- [Page text]:
————

Now, the people were great. All of the nurses, doctors, techs and various other people were so kind and so helpful. It was just the hospital stuff that sucked. So anyway, on my third night in the hospital my blood pressure kept going higher and higher while I was sleeping. At 2:00 am my doctor woke me up and told me they were going to induce. I was back on the mag sulfate, plus pitocin and oh yeah, they were putting in a catheter too.

Ok, this has gotten really long, so I guess it is birth story part 1. To be continued...

Unemployed

Wow, it's dusty in here! I just stared at my dashboard trying to figure out where "new entry" went for a couple of minutes.

So probably no one is reading this blog anymore. It has been so very long since I've updated that I've probably been deleted from every feed reader in the land! In my defense, I have been very busy. This will come as a shock to exactly no one, but it turns out that being a new mom and having a long commute and working full time is exhausting and time consuming.

Well, at least one of those problems has been solved for now! This is not actually the post I've been writing in my head. That's my lovely little boy's birth story, which I really do need to get written down somewhere, seeing as how he'll be six months old tomorrow. But I find myself with a lot of free time on my hands since I got laid off from my job last week, along with a third of my co-workers.

I was not prepared for this. I knew the second quarter hadn't been going particularly well, but mass layoff took me completely by surprise. Well, ok, that's not 100% true. The day before the layoffs I had the day off but called in for a conference call and got a very weird vibe. We were supposed to be planning our strategy for the second half of the year and no one wanted to commit to anything, but that mostly just irritated me because they wasted an hour of my vacation day.

I've spent the last week polishing up my resume, going to town on LinkedIn, composing cover letters -- at one point I decided that I'd never work again, because I was having an awfully difficult time writing cover letters for a copywriter but I seem to have gotten over that particular hump -- and now I've submitted my first two applications. Just in time for the 4th of July, which means that even if people are interested, I won't hear from them for a while. I've been shocked by how kind everyone is being, sending me possible leads and offering to give me references, and I've got the possibility of some freelance work coming my way, and yes, severance (although frankly, not as much as I'd expected given my 12 years with the company) and we have savings, so I'm not panicked yet.

It's weird though, being unemployed. The bright spot, of course, is getting to spend time with my son, which is wonderful. Ironically, he's finally making progress on sleeping better, just in time for me to lie in bed, staring at the ceiling and adding the cost of my mortgage and COBRA payments up in my head. When I do sleep, I dream about going to my job. The first time, I went in because there was a project I wanted to finish up. (This is SOOO not the case in real life. They told me I could come back and clear out my desk later if I needed some time, and my reaction was no thank you, I'll just take care of all of that now. And then I threw my stuff in my reusable grocery bags, said a couple of goodbyes and hit the road). In the second dream, they promised me work if I showed up, so I went in and they made me sit around doing nothing all day. And then it turned in to my high school.

I also have not learned how to turn off the work part of my brain. I keep having ideas like "oh, I should write something about Google Nexxus vs. Microsoft's Surface." But that's not my job anymore.

Anyway, hi Internet. I guess I'll be around and posting a bit more regularly now.

————

- [Given data]:

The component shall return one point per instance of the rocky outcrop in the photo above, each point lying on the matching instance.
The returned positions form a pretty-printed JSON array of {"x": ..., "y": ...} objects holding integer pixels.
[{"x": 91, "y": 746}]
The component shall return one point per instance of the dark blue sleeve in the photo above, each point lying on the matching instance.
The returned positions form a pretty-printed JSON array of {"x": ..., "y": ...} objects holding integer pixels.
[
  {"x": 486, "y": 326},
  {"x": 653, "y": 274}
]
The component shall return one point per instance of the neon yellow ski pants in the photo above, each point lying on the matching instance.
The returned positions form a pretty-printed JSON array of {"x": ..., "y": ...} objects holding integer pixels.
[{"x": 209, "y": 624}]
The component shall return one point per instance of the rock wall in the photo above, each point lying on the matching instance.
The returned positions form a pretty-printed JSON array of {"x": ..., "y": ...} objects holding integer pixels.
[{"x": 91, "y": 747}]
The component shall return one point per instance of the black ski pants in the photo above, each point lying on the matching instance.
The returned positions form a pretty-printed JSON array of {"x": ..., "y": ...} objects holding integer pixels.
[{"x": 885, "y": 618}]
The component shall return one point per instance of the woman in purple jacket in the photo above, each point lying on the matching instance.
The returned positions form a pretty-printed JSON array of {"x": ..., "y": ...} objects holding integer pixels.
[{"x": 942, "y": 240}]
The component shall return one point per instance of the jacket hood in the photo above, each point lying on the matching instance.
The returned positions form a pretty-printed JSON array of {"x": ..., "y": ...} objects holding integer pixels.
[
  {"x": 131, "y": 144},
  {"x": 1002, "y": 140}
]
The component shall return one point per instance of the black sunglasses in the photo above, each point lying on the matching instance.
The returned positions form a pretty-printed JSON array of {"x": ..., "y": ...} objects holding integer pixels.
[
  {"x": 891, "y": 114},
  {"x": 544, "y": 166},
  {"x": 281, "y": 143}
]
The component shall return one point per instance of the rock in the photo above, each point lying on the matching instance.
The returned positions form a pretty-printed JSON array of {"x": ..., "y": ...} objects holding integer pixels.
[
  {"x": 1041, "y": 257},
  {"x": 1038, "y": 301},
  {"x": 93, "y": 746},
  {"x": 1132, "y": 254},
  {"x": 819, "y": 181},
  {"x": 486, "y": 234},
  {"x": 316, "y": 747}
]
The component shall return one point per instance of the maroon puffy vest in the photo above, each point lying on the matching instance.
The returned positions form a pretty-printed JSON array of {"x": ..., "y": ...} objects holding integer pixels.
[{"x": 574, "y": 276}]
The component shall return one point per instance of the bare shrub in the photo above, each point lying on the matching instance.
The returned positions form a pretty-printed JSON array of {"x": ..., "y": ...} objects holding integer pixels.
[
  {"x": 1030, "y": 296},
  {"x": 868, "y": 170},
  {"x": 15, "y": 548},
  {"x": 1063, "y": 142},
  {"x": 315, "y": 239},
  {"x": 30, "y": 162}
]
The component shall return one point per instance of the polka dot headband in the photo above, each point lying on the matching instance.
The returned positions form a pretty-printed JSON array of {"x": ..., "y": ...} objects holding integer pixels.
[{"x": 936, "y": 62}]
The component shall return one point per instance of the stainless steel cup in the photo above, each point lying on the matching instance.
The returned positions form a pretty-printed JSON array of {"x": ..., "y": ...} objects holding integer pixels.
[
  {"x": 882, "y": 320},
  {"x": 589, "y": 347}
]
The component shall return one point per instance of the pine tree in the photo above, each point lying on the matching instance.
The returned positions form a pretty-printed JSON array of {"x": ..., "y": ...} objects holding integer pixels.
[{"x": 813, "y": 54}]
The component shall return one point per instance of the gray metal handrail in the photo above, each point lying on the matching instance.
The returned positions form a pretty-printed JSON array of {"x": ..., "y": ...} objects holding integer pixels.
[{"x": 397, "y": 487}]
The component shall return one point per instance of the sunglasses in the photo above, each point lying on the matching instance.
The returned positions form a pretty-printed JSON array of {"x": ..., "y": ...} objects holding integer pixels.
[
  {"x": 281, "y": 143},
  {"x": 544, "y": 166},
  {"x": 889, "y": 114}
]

————

- [Task to carry out]:
According to the page text, why is the writer not panicked yet about being laid off? Answer in one to three sentences.

- [Answer for the task]:
People are sending the writer possible leads and offering references, and some freelance work may be coming. The writer also has severance and savings, so there is no panic yet.